[start]

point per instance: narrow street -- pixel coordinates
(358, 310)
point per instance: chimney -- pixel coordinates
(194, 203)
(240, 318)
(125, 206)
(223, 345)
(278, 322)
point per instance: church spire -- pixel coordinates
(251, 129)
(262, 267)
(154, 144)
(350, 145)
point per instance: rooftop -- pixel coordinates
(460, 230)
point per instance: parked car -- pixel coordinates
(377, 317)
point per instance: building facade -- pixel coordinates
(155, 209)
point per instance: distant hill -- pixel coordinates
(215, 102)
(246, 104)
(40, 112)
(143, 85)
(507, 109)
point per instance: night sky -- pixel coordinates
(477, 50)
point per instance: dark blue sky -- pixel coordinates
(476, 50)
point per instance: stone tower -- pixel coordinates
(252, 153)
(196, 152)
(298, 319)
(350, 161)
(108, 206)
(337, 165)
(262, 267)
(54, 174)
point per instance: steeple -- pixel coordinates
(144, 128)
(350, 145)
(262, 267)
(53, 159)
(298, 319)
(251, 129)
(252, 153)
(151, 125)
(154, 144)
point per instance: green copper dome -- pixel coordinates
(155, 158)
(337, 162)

[end]

Render the listing above as a two-column CSV with the header columns "label_request" and "points", giving one row per request with its text and its answer. Put each in a single quoted field, with line breaks replaced by spaces.

label_request,points
"point per instance: narrow street -- pixel coordinates","(358, 310)"
"point per instance: chimney -- pixel coordinates","(194, 203) (240, 318) (125, 206) (223, 345) (278, 322)"
"point per instance: church spire -- pixel coordinates","(251, 129) (262, 267) (154, 144) (350, 145)"
"point per instance: rooftop -- pixel coordinates","(460, 230)"
"point per instance: parked car -- pixel coordinates","(377, 317)"
"point per instance: building facade -- pixel coordinates","(155, 209)"
"point per instance: distant hill -- pixel coordinates","(215, 102) (246, 104) (40, 112) (143, 85) (507, 109)"
"point per instance: night sky -- pixel coordinates","(477, 50)"
"point per instance: dark blue sky -- pixel coordinates","(476, 50)"
"point per instance: stone tower -- pixel coordinates","(252, 153) (196, 152) (298, 319) (350, 161) (108, 206) (337, 165) (262, 267) (54, 174)"
"point per instance: steeple -- pixel coordinates","(144, 128) (350, 145) (262, 267) (53, 159) (298, 319) (251, 129) (252, 153) (151, 125) (154, 144)"
"point per instance: green copper dome -- pixel coordinates","(155, 158) (337, 162)"